**Exercise prompt:**
Retype the listing that follows, word for word.

--- Start of Information shown ---

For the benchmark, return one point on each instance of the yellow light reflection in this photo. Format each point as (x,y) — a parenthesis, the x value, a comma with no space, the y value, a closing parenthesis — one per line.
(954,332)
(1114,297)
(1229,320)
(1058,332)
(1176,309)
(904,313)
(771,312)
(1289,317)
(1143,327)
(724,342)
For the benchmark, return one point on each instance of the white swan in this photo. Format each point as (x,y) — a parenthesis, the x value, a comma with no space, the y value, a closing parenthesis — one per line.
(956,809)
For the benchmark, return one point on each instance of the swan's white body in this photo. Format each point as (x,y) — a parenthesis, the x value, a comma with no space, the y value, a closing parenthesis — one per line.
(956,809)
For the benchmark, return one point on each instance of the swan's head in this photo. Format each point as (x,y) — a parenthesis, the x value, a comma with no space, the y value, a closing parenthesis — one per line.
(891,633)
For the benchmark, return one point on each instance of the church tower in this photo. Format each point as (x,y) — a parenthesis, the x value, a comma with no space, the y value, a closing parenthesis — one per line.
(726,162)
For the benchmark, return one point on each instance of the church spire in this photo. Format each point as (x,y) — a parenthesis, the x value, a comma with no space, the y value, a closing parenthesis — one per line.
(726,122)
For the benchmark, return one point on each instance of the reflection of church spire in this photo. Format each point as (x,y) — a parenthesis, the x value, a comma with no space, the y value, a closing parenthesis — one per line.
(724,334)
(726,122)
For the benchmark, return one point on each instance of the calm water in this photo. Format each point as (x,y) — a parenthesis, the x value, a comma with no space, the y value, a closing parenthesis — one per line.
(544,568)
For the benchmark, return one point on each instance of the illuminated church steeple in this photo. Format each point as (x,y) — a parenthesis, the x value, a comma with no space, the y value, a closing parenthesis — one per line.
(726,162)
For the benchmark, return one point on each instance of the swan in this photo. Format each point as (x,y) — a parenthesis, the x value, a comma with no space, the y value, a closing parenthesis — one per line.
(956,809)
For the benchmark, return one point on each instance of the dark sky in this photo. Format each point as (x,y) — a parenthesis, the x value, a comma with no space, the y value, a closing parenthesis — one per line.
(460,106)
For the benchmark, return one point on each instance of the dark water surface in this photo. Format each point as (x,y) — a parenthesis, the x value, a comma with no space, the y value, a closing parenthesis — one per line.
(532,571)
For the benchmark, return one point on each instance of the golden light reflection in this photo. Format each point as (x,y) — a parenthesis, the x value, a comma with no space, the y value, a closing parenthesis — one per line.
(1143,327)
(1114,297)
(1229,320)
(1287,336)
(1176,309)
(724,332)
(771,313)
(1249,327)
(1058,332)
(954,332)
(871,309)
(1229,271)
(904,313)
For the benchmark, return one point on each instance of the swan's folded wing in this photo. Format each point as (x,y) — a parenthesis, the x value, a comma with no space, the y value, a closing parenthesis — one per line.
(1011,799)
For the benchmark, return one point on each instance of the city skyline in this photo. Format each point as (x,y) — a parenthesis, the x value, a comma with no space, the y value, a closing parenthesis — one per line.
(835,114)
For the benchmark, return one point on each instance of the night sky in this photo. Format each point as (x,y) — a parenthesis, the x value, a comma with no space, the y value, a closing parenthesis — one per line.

--- End of Information shown ---

**Reply to the task:**
For the benchmark, return one point on each instance of the yellow light reflection in this photo. Format each point as (x,y) — a parenthesis, the x value, a comma with no space, the y value, a closing parenthesis — one per line.
(954,332)
(1114,297)
(1229,320)
(1058,332)
(1176,309)
(904,313)
(771,312)
(1289,317)
(1143,327)
(724,342)
For the benchmark, return one point on each instance of the white swan in this photo. Format each point as (x,y) — a parenthesis, the x value, a comma with no space, the y value, a closing parenthesis — one per line.
(956,809)
For the benchmark, return one point on each instance of the swan's white body in this photo. Format each point as (x,y) — a parenthesis, the x value, a comma with no space, the y value, a closing parenthesis — one per line.
(956,809)
For the benchmark, return one point on each instance of the swan's head in this photo. Format each point as (x,y) — a parenthesis, the x value, a comma with no space, the y value, a closing parenthesis — one per line.
(891,633)
For the benchmark, return one point on each instance of the church tower in this photo. Format each point as (x,y) — a parenthesis, the x value, a comma with no space, the y value, a closing parenthesis — one per line.
(726,162)
For the benchmark, return one point on each instance of the church spire in this photo. Format each point as (x,y) — a parenthesis, the x value, a comma with no space, the y value, a closing parenthesis — one per line.
(726,122)
For the benchmark, return one point on each instance of the reflection of church spire in this photo. Format each point as (x,y) — a parenthesis, the x value, a comma with no space, the y value, a closing parenthesis — one per line.
(724,334)
(726,122)
For the benchmark, return one point on each instance of the calm water in this photo. Format each point as (x,y) — a parenthesis, the x value, a comma with no space, the y value, a closing parenthesis — one per line.
(544,568)
For the benchmark, return one point on each instance of the illuminated church steeple in this photo. Format each point as (x,y) — a parenthesis, the x value, a comma with no space, the y value, a closing parenthesis — one per line.
(726,162)
For the benchmark, return one point on each instance of the swan in this photo. Format each point as (x,y) — a parenthesis, the x value, a comma with no space, the y value, a closing parenthesis — one per line.
(956,809)
For the benchmark, return one point on each instance of the dark sky in this photo. Format each point as (x,y) — a parenthesis, the x value, a comma with no space, the y value, a closing parenthesis — one per line.
(460,106)
For the benchmark, return one point on each instance of the dark water surface in this photo. Format each point as (x,y) — a parenthesis, the x value, a comma with no space, the y value, a closing parenthesis — one per line.
(532,571)
For the benchmark, return one point on each instance of the golden light reflection in this photo. Format each point as (x,y) — a parenthesis, the x value, a comma with no space, the y value, a closing parenthesis — one per line.
(1143,327)
(1114,297)
(1229,320)
(1287,336)
(1176,309)
(724,332)
(771,313)
(1249,327)
(1058,332)
(954,332)
(871,309)
(1229,271)
(904,313)
For the benchmark, return one point on each instance of the swan's folded wing in this photo. Format each point as (x,y) — a parenthesis, the x value, a comma with no space, the y value, a closing parenthesis — one per line.
(1011,799)
For the benchmark, return one point on each instance of the city skyline in this photo. Format each point as (x,y) — a parenthesis, the x value, a comma with no space, the y value, a closing parenthesis — one per line.
(835,114)
For the benchmark, return one point on each instance of the night sky in this photo. Format each point as (x,y) — a parenthesis, the x value, a comma with no space, the y value, a closing parenthesis — one per line.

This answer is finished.